EXERCISE INSTRUCTIONS: Copy out the records below with "image" substituted for every "photo" and nothing else changed. Leave the pictures out.

INPUT DATA:
##############################
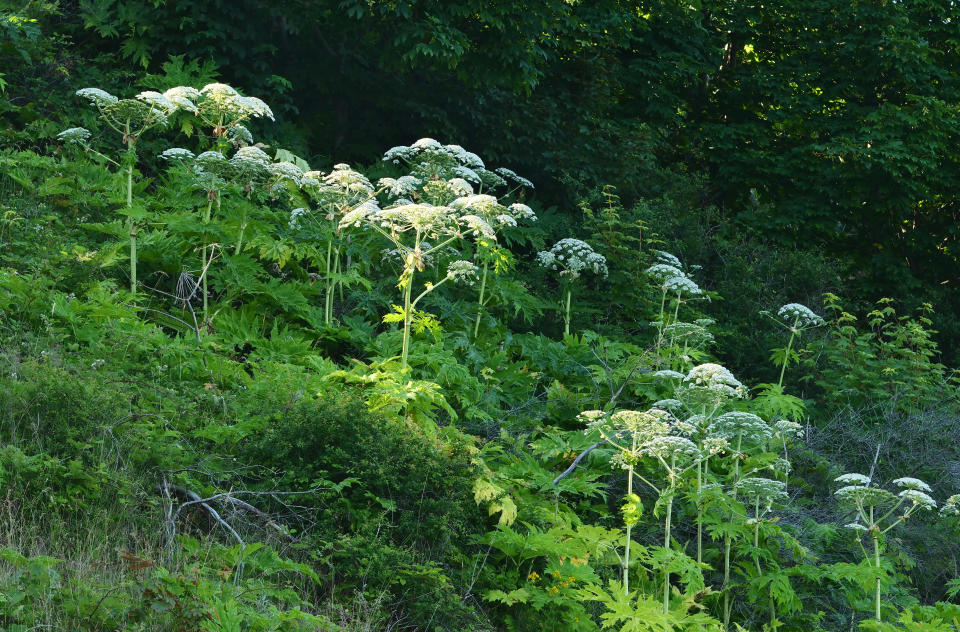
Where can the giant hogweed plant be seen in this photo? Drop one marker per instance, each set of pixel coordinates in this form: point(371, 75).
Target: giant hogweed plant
point(877, 511)
point(676, 284)
point(131, 118)
point(430, 211)
point(409, 227)
point(571, 258)
point(771, 398)
point(450, 175)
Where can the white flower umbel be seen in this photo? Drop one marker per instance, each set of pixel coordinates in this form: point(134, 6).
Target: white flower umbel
point(96, 96)
point(795, 318)
point(570, 258)
point(628, 431)
point(707, 387)
point(878, 511)
point(912, 483)
point(675, 455)
point(130, 118)
point(75, 135)
point(220, 106)
point(409, 228)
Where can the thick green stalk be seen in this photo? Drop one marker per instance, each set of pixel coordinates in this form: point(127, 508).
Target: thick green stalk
point(662, 320)
point(131, 225)
point(666, 541)
point(406, 320)
point(483, 289)
point(328, 298)
point(786, 356)
point(626, 547)
point(699, 513)
point(876, 562)
point(206, 220)
point(243, 227)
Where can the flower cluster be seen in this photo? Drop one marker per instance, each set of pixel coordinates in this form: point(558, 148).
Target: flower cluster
point(764, 490)
point(741, 426)
point(75, 135)
point(462, 272)
point(798, 315)
point(571, 257)
point(220, 106)
point(176, 154)
point(431, 161)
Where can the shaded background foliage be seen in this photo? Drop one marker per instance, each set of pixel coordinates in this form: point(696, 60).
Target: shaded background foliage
point(827, 126)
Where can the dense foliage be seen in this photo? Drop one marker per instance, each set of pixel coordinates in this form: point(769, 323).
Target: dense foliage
point(657, 348)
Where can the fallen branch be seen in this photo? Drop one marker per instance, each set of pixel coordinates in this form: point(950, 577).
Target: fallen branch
point(229, 499)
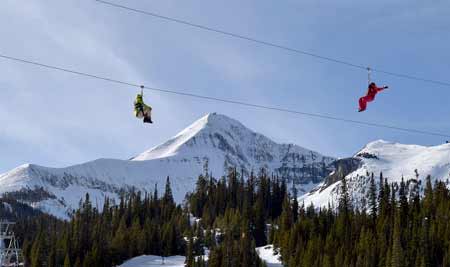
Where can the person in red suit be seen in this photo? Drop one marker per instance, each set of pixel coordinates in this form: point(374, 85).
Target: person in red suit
point(372, 91)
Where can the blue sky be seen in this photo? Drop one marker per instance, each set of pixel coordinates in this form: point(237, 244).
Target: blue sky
point(56, 119)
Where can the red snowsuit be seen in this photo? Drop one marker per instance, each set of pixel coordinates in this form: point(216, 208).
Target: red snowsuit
point(371, 93)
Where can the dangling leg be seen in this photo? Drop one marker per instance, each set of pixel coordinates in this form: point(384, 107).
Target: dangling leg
point(362, 104)
point(147, 115)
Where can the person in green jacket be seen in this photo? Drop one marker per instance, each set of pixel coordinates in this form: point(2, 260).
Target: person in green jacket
point(141, 110)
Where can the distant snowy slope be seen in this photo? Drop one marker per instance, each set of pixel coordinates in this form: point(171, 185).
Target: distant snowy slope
point(412, 162)
point(217, 140)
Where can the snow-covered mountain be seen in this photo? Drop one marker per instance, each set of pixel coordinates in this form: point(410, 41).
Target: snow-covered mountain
point(216, 139)
point(395, 161)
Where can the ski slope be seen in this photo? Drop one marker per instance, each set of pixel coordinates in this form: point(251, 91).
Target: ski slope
point(155, 261)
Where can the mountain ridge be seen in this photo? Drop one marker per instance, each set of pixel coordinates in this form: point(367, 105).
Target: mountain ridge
point(410, 162)
point(215, 140)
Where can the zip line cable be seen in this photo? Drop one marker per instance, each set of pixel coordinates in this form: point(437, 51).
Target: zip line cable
point(229, 101)
point(271, 44)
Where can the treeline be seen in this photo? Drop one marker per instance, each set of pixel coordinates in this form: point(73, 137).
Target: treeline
point(139, 224)
point(227, 218)
point(235, 214)
point(398, 230)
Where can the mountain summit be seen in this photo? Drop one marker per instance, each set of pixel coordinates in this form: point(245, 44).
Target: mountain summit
point(214, 140)
point(412, 163)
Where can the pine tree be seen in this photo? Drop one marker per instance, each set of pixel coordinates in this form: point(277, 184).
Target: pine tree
point(397, 255)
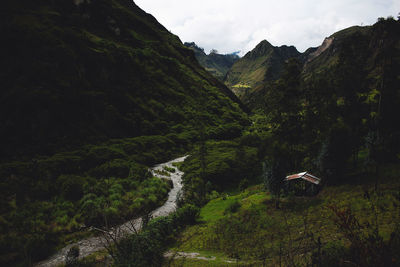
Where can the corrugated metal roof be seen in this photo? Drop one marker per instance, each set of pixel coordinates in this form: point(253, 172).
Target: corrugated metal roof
point(305, 176)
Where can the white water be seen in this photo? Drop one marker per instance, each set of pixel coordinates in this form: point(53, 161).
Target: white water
point(93, 244)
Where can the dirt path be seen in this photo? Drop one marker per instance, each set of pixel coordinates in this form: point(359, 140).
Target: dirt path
point(93, 244)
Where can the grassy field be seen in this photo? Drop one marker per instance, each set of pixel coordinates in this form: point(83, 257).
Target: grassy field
point(246, 227)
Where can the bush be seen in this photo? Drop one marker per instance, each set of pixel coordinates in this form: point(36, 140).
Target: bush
##############################
COMPLETE OUTPUT:
Where can the giant hogweed plant be seen in this image? Drop one marker per instance, each set of pixel coordinates in this form: point(371, 75).
Target: giant hogweed plant
point(877, 511)
point(676, 284)
point(131, 118)
point(430, 211)
point(409, 227)
point(571, 258)
point(771, 398)
point(450, 175)
Where can the white flower umbel be seen in this image? Drop one marker per instance, each set of pixel coordinates in this form: point(134, 6).
Target: white flower umbel
point(96, 96)
point(795, 318)
point(570, 258)
point(628, 431)
point(707, 387)
point(878, 511)
point(912, 483)
point(675, 455)
point(130, 118)
point(75, 135)
point(220, 106)
point(409, 228)
Where can the thick green stalk be seen in this image? Drop one marker per instance, each set of pixel coordinates in this form: point(127, 508).
Target: thick green stalk
point(662, 320)
point(131, 225)
point(666, 541)
point(406, 320)
point(483, 289)
point(328, 298)
point(786, 356)
point(626, 547)
point(699, 513)
point(876, 562)
point(206, 220)
point(243, 227)
Where can the flower cluster be seen in this image? Drop one marker per instance, each set of pixel coordinates in this form: point(558, 148).
Target: flower cluster
point(764, 490)
point(741, 426)
point(75, 135)
point(462, 272)
point(798, 315)
point(571, 257)
point(220, 106)
point(176, 154)
point(431, 161)
Where can the shaded background foliage be seen in this image? Drop one marker per instance, each set of pixel coordinates in this form: point(696, 60).
Target: shaded background foliage
point(827, 126)
Where can the dense foliage be seen in this image? Drop one marker per instance, each set of pixel coordinates in this form: point(769, 323).
Target: dense foliage
point(657, 348)
Where can the fallen branch be seen in this image? Drop one marker per instance, each set of pixel coordinates in this form: point(950, 577).
Target: fallen branch
point(229, 499)
Where can the person in red suit be seen in this image? Drop one marker per instance, each set of pixel coordinates in this form: point(374, 85).
Target: person in red suit
point(372, 91)
Where can the blue sky be seen in this image? Drop one marker per instance, each set of pixel coordinates in this form: point(237, 244).
Target: blue sky
point(56, 119)
Where can the red snowsuit be seen in this image? Drop one marker per instance, each set of pixel coordinates in this form: point(216, 208).
Target: red snowsuit
point(371, 93)
Where can the dangling leg be seen in this image? Drop one marker per instance, each set of pixel coordinates in this form: point(384, 107).
Target: dangling leg
point(362, 104)
point(147, 115)
Where can the person in green jacket be seen in this image? Drop one marker per instance, each set of pixel coordinates in this form: point(2, 260).
Target: person in green jacket
point(141, 110)
Where can the distant snowy slope be seen in this image? Drop one marker per instance, each set of pixel coordinates in this form: point(171, 185).
Target: distant snowy slope
point(412, 162)
point(217, 140)
Where can the snow-covered mountain be seen in this image? Drop one marker per instance, each set of pixel coordinates in this form: point(410, 41).
Target: snow-covered mountain
point(216, 139)
point(395, 161)
Where can the ski slope be seen in this image? Drop one marker per instance, each set of pixel coordinates in this form: point(251, 91).
Target: ski slope
point(155, 261)
Where can the mountain ridge be seen in this image? Drop one marker per instance, each set of pixel coordinates in this form: point(367, 105).
Target: mountain ridge
point(410, 162)
point(215, 140)
Where can the zip line cable be seen in this image? Drop one marker per instance, each set of pixel coordinates in this form: point(437, 51).
Target: zip line cable
point(229, 101)
point(271, 44)
Where can the treeline be seen in this image? Drop one marker per instance, each set of pixel coordinates in this form: point(73, 137).
Target: treeline
point(139, 224)
point(227, 218)
point(235, 214)
point(398, 230)
Where can the mountain summit be seen in this image? Drop one marker per instance, each set of pixel coordinates in this form: point(245, 44).
Target: mountain summit
point(214, 140)
point(412, 163)
Where can the pine tree be seen in this image? Drop one marker per instance, each set of pixel coordinates in this form: point(277, 184).
Target: pine tree
point(397, 255)
Where can the corrugated metal roof be seen in this image? Drop one marker per instance, each set of pixel coordinates in this form: point(253, 172).
Target: corrugated metal roof
point(305, 176)
Where can the white water be seen in this image? Drop one marker per instance, each set of pixel coordinates in this form: point(53, 161).
Target: white water
point(93, 244)
Where can the dirt path be seen in this image? Drop one marker per instance, each set of pixel coordinates in this form: point(359, 140).
Target: dirt path
point(93, 244)
Where can the grassy field be seen in this image? Drop one marker per instance, each set of pixel coordinates in this form: point(83, 257).
Target: grassy field
point(246, 227)
Where can the bush be seen in this image? Drop one marker per instance, each set of pixel coordinates in this form: point(36, 140).
Target: bush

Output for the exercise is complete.